Data records
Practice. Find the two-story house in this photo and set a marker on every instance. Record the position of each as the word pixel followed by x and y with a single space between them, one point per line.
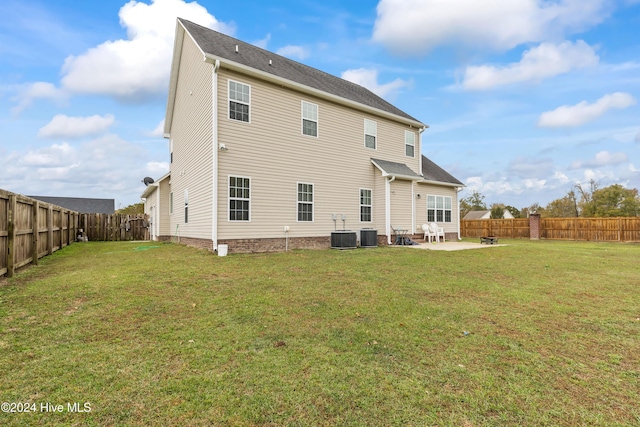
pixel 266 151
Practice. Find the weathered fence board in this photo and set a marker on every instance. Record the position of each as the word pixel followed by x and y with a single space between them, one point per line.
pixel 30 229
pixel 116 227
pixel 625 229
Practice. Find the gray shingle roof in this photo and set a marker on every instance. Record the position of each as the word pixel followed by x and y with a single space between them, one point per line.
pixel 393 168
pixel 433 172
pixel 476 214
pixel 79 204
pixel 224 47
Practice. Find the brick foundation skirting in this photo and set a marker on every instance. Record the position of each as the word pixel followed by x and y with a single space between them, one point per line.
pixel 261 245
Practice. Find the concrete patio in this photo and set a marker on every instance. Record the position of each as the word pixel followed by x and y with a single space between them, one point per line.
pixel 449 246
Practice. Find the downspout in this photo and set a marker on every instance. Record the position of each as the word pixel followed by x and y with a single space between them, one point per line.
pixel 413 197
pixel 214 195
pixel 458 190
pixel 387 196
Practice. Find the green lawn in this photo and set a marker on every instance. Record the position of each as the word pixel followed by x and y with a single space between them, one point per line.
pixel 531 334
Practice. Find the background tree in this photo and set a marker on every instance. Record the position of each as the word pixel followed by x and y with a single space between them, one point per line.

Set exercise
Can you copy out the whole listing above, line for line and without the picture?

Correct result
Practice. Find the two-story house in this photo and set a marker on every instance. Record the position of each as the word pixel followed by x and y with a single space between them, one point per line.
pixel 266 151
Practice. Find the weathered fence board in this photo and set a marker on every instance. Record the position of each as the word pixel followed by x and y with a single space between them, one point per line.
pixel 30 229
pixel 116 227
pixel 625 229
Practice. Find the gray shingle roof in this photo and set a marker on every instance. Record the position of each as the word pixel followed by x and y with a single space between them, one point per line.
pixel 393 168
pixel 433 172
pixel 476 214
pixel 79 204
pixel 224 47
Practice. Find the brick foundation skirting in this photo and set a marker on every instance. Record the position of each as the word pixel followed by x and y with a single space between them, one point per line.
pixel 261 245
Practice. Find the concrete patio in this photo and set a marker on every instance. Record the position of each as the word pixel followed by x and y with a single space between them, one point per line.
pixel 449 246
Practice. Find the downspout in this photo and set a marker on every instance. Record the position of each as the word pixel followed by x and y with a single space between them, one point per line.
pixel 413 197
pixel 214 195
pixel 458 190
pixel 387 196
Practice. Find the green lawn in this photo and set a marker on every instance. Record the position of each as the word pixel followed by x and y with a single space between them, one point per line.
pixel 531 334
Practice. Find the background tree in this photo and set a marker on every instance. Record the position of each as the word pixel followed by x and y with a single space between them, one point per line.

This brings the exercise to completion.